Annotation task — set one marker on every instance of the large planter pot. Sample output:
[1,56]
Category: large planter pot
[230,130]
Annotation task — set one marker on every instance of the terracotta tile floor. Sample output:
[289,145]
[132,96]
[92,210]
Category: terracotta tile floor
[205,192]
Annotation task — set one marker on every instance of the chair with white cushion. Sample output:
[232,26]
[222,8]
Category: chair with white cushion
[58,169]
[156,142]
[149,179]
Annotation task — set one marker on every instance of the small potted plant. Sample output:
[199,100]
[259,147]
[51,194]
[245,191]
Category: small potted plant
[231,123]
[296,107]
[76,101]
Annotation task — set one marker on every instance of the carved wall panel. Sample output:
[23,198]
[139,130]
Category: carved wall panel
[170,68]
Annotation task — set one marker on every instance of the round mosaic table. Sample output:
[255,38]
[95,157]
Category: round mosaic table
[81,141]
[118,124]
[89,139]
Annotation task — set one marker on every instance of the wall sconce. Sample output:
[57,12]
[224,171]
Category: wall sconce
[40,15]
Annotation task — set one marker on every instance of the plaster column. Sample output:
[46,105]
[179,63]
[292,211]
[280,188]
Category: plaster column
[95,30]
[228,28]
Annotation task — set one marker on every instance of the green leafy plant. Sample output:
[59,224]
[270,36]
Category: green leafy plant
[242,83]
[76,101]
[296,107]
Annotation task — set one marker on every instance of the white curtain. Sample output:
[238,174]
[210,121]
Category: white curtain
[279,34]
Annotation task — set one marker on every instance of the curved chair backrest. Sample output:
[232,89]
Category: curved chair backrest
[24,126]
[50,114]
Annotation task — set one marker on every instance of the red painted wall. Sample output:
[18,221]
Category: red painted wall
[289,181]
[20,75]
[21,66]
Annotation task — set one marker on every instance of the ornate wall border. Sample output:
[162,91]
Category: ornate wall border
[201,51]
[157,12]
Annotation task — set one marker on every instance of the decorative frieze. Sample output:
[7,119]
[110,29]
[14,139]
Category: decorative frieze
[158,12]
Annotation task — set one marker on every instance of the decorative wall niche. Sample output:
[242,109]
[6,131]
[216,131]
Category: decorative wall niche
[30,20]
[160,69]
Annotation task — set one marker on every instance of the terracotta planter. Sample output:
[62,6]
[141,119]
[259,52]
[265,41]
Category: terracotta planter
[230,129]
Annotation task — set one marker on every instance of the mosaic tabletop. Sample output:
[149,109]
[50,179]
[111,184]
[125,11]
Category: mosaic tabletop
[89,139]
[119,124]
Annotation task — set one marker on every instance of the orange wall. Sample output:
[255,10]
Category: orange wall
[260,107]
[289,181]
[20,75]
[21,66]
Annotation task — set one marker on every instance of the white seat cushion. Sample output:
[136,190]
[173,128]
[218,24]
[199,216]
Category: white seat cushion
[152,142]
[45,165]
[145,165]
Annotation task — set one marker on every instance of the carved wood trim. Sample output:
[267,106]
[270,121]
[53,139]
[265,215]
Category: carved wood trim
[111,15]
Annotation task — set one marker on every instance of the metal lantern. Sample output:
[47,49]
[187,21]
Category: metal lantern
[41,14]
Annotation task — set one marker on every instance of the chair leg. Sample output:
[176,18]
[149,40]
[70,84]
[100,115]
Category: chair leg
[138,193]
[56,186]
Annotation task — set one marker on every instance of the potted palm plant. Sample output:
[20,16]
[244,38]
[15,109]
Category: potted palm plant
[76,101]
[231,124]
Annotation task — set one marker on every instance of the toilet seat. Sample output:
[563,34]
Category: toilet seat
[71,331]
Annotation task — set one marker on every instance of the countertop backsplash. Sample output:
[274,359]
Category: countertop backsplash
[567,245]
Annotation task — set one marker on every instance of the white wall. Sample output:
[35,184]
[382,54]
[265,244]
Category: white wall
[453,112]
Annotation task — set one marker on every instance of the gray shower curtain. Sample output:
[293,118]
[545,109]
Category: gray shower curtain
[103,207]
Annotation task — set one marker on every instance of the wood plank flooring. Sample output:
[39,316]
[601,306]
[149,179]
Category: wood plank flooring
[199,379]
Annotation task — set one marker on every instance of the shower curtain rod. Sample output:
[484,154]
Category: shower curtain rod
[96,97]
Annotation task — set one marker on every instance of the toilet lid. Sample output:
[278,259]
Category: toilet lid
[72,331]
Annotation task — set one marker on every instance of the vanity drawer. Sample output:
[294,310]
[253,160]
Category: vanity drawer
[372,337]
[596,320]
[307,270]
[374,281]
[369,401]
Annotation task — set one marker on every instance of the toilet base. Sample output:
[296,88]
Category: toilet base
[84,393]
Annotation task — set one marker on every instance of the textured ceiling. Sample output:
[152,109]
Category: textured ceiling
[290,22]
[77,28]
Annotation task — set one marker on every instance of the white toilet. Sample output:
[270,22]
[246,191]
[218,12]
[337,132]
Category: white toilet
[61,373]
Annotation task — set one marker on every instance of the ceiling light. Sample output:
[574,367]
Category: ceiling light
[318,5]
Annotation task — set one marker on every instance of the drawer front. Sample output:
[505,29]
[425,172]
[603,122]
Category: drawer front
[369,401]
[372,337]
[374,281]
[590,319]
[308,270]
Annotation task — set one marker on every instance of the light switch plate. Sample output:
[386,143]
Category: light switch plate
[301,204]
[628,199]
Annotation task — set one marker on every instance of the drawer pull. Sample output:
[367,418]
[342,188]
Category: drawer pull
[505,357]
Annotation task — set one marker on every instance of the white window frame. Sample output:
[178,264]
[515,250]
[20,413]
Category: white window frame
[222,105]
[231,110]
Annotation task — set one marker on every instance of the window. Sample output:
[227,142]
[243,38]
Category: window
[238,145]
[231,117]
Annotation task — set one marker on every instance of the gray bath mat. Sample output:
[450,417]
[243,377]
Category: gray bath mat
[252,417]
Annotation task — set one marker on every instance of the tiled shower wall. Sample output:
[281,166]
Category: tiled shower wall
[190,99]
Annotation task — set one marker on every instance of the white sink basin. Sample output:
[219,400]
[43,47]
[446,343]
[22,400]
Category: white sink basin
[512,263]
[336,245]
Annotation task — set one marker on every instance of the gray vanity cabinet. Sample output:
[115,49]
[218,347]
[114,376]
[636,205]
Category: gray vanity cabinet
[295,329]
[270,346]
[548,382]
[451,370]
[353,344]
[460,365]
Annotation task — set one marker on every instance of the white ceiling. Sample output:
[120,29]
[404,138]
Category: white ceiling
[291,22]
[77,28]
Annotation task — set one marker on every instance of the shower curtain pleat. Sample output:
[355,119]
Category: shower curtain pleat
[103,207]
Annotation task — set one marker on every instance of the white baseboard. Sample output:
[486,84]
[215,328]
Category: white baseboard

Brief> Every record above must be set down again, word for word.

Answer below>
Annotation task — set one marker on every instance of the large planter pot. Sample output:
[1,56]
Category: large planter pot
[230,130]
Annotation task — set one marker on every instance of the terracotta tile floor. Sample output:
[289,145]
[132,96]
[92,210]
Category: terracotta tile floor
[205,192]
Annotation task — set one marker on every instance of the chair with white cushion. Sample output:
[232,26]
[222,8]
Category: chair with white cushion
[58,169]
[156,142]
[149,179]
Annotation task — set one marker on every instance of the small potted plant. Sample output:
[199,100]
[259,147]
[51,194]
[245,191]
Category: small potted plant
[231,123]
[296,107]
[76,101]
Annotation task — set one marker on every instance of the carved wall panel. Sample output:
[23,198]
[139,130]
Category: carved wall panel
[170,68]
Annotation task — set one marker on every instance of the round mosaic table. Sample output:
[255,38]
[95,157]
Category: round mosaic table
[81,141]
[118,124]
[89,139]
Annotation task — set one marker on every instance of the wall sconce. Sample output:
[57,12]
[224,171]
Category: wall sconce
[40,15]
Annotation task — set one marker on every instance of the plaster column. Sample output:
[46,105]
[179,63]
[292,211]
[280,188]
Category: plaster column
[95,30]
[228,28]
Annotation task — set one marker on every instance of the green leafy plant. Sample output:
[59,224]
[270,36]
Category: green leafy plant
[242,83]
[76,101]
[296,107]
Annotation task — set one marker on every instance of the white curtain. Sample output:
[238,174]
[210,121]
Category: white curtain
[279,34]
Annotation task — set one marker on every instance of the curved chair backrest. Sample output:
[232,89]
Category: curved chair backrest
[24,126]
[50,114]
Annotation task — set one marker on every instance of the red painted wall. Sample output:
[18,221]
Category: red painted wall
[289,181]
[20,75]
[21,66]
Annotation task — set one marker on every instance of the ornate wall border. Sample output:
[162,91]
Category: ornate wall border
[201,51]
[157,12]
Annotation task — set one marker on every instance of the decorative frieze. Sample output:
[7,119]
[110,29]
[14,139]
Category: decorative frieze
[158,12]
Annotation task — set one marker on every instance of the decorative wall niche. Sample output:
[242,109]
[6,131]
[216,131]
Category: decorative wall niche
[30,20]
[160,69]
Annotation task — set one marker on every instance of the terracotta planter. Sample output:
[62,6]
[141,119]
[259,52]
[265,41]
Category: terracotta planter
[230,129]
Annotation task — set one marker on every instance of the mosaic tabletop. Sample output:
[149,109]
[50,179]
[111,184]
[125,11]
Category: mosaic tabletop
[89,139]
[119,124]
Annotation task — set one marker on every instance of the orange wall. Sample output:
[255,10]
Category: orange wall
[260,107]
[289,181]
[20,75]
[21,66]
Annotation task — set one marker on every instance of the white seat cushion. Sample output:
[136,190]
[173,128]
[218,24]
[199,216]
Category: white seat cushion
[152,142]
[45,165]
[145,165]
Annotation task — set one marker on every instance of the carved wood trim. Sample output:
[267,106]
[270,121]
[53,139]
[265,215]
Category: carved wood trim
[111,15]
Annotation task — set one marker on every instance of the metal lantern. Sample output:
[47,49]
[187,21]
Category: metal lantern
[41,14]
Annotation task — set one marker on every instance of the chair leg. Sample output:
[176,18]
[149,40]
[70,84]
[100,115]
Category: chair leg
[138,193]
[56,186]
Annotation task — set one marker on every instance of the potted palm plant. Sample output:
[20,16]
[244,38]
[15,109]
Category: potted palm plant
[76,101]
[231,124]
Annotation task — set one marker on every instance of the toilet seat. Sample output:
[563,34]
Category: toilet seat
[71,331]
Annotation task — set one marker on every instance of the countertop backsplash. Sample output:
[274,359]
Category: countertop backsplash
[567,245]
Annotation task — set one marker on every instance of the white wall. Sample output:
[35,184]
[382,54]
[265,244]
Category: white wall
[453,112]
Annotation task — set one marker on every instance of the gray shower curtain. Sample output:
[293,118]
[545,109]
Category: gray shower curtain
[103,207]
Annotation task — set one marker on every instance of the wood plank flooring. Sample output:
[39,316]
[601,306]
[149,179]
Category: wood plank flooring
[199,379]
Annotation task — set one marker on every instance of the shower curtain rod. Sample output:
[484,154]
Category: shower curtain rod
[96,97]
Annotation task — set one marker on every instance of the toilet lid. Sample output:
[278,259]
Category: toilet lid
[72,331]
Annotation task — set one marker on every instance of the vanity drawer. Sample output:
[294,310]
[253,160]
Category: vanity drawer
[372,337]
[596,320]
[307,270]
[374,281]
[369,401]
Annotation task — set one marker on every instance of the toilet base. Sample output:
[296,88]
Category: toilet base
[84,393]
Annotation task — set one marker on every instance of the textured ceiling. Sample output:
[152,109]
Category: textured ceiling
[290,22]
[77,28]
Annotation task — set one marker on every instance of the white toilet. Sample output:
[270,22]
[246,191]
[218,12]
[337,132]
Category: white toilet
[61,373]
Annotation task — set one marker on every instance of the ceiling light. Sample output:
[574,367]
Category: ceiling light
[318,5]
Annotation task — set one marker on every instance of the drawer front. Sample output:
[505,29]
[425,172]
[603,122]
Category: drawer front
[369,401]
[372,337]
[374,281]
[590,319]
[308,270]
Annotation task — set one marker on every instance of the light switch plate. Sample output:
[386,143]
Category: light switch plate
[301,204]
[628,199]
Annotation task — set one marker on every instance of the drawer pull. Sample output:
[367,418]
[342,188]
Category: drawer pull
[505,357]
Annotation task — set one marker on every instance of the white window frame. Sample output:
[178,264]
[515,250]
[20,413]
Category: white window frame
[222,105]
[231,110]
Annotation task — set one marker on every instance of the window. Sample output:
[227,142]
[243,38]
Category: window
[238,145]
[231,117]
Annotation task — set one marker on every instance of the gray bath mat. Sample output:
[450,417]
[243,377]
Category: gray bath mat
[252,417]
Annotation task — set one marker on every instance of the tiled shower wall. Sample output:
[281,166]
Category: tiled shower wall
[190,99]
Annotation task — set one marker on every instance of the white sink basin. Sample output:
[219,400]
[43,47]
[446,343]
[22,400]
Category: white sink basin
[512,263]
[336,245]
Annotation task — set one marker on every instance of the gray vanity cabinet. Sample output:
[115,49]
[218,347]
[114,376]
[636,205]
Category: gray vanity cabinet
[295,329]
[270,346]
[548,382]
[451,370]
[353,344]
[460,365]
Annotation task — set one marker on every instance of the white ceiling. Sample output:
[120,29]
[404,138]
Category: white ceiling
[291,22]
[77,28]
Annotation task — set one marker on every instance of the shower curtain pleat. Sample output:
[355,119]
Category: shower curtain pleat
[103,207]
Annotation task — set one marker on every instance of the white baseboard. Sample output:
[486,84]
[215,328]
Category: white baseboard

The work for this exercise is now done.